Named-object pointing data:

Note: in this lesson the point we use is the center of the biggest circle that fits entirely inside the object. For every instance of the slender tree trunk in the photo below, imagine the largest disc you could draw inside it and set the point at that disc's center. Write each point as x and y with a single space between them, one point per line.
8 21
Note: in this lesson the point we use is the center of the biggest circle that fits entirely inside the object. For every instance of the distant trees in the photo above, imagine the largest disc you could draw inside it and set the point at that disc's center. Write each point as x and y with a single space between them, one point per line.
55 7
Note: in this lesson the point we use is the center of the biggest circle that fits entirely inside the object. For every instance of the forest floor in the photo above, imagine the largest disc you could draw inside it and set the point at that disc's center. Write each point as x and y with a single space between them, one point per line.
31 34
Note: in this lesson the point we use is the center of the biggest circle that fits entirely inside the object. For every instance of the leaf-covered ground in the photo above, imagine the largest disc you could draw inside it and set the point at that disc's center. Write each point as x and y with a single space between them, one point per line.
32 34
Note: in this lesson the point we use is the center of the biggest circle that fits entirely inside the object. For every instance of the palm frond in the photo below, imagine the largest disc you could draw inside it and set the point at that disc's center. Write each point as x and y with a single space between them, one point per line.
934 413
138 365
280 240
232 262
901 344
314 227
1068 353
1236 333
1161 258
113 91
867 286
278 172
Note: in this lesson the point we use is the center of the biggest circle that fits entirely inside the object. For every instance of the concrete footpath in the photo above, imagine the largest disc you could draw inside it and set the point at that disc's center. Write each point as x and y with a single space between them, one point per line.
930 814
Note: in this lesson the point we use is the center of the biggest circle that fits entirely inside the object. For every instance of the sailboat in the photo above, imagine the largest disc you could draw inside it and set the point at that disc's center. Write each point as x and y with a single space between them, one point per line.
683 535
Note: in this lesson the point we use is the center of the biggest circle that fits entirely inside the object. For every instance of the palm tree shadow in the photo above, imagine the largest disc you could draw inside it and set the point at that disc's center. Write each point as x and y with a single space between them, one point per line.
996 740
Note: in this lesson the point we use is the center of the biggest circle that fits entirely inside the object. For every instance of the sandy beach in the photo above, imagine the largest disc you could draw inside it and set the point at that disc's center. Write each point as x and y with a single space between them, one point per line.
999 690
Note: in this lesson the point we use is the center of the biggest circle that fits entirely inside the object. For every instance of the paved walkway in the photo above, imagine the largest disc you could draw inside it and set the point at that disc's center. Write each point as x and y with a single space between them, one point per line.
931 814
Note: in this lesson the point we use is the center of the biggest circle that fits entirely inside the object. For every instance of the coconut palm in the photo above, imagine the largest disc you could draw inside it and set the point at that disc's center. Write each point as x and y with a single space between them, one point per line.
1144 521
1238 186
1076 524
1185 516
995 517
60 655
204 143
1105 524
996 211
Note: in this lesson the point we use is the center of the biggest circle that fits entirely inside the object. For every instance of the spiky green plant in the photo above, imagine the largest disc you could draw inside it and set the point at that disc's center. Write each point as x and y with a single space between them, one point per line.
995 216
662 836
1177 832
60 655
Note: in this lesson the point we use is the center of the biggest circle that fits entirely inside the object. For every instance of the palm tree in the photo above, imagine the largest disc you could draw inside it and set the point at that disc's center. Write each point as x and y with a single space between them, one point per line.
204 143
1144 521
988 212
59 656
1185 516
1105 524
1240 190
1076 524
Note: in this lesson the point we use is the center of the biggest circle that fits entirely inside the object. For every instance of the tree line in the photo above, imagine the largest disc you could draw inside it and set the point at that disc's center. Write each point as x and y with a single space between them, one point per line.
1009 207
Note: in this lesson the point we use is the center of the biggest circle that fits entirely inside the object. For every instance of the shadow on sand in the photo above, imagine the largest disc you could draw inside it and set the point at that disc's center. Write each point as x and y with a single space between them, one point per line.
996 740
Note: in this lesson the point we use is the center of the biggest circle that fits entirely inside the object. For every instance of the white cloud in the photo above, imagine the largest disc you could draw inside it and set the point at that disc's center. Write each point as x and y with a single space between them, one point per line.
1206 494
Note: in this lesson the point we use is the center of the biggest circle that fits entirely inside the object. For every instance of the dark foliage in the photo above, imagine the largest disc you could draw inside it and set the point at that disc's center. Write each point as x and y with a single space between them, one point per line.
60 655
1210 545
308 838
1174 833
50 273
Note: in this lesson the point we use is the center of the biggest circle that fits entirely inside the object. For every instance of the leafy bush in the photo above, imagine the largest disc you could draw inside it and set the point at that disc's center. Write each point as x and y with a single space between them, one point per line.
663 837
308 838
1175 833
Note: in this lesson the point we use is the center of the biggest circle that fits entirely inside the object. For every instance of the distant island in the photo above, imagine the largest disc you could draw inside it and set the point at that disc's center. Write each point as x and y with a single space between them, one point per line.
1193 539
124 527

**What you will do**
Return the data above verbatim, from the line that contains "of the dark" through the end of the data, with both ends included.

**Reply to the exercise**
Note: in this lesson the point we use is the center of the biggest circle that fits entirely inside the object. For every instance of the dark foliage in the photo above, imagine the largest disc you could draw inside it and set the point at that disc's center. Write each point as x and y with a single space between them, one point per line.
60 655
1210 545
308 838
1174 833
50 273
Note: in this lesson the point we use is the center of the biggest circle that fits entirely inside the object. For every instance of the leafy bush in the photo above, imagine the largest disc you could draw inside it and set the point at that disc's center. Write each point as x and y with a single space between them, one point per line.
663 837
308 838
1175 833
Note: in this lesson the point we use is the center of the biggest circle that fits entirely inside the object. For every instance of the distant island in the photo above, imagine the largest disc you could draw inside it and set the point at that disc's center. Write each point as x and y with a single space between them, one point per line.
1193 539
124 527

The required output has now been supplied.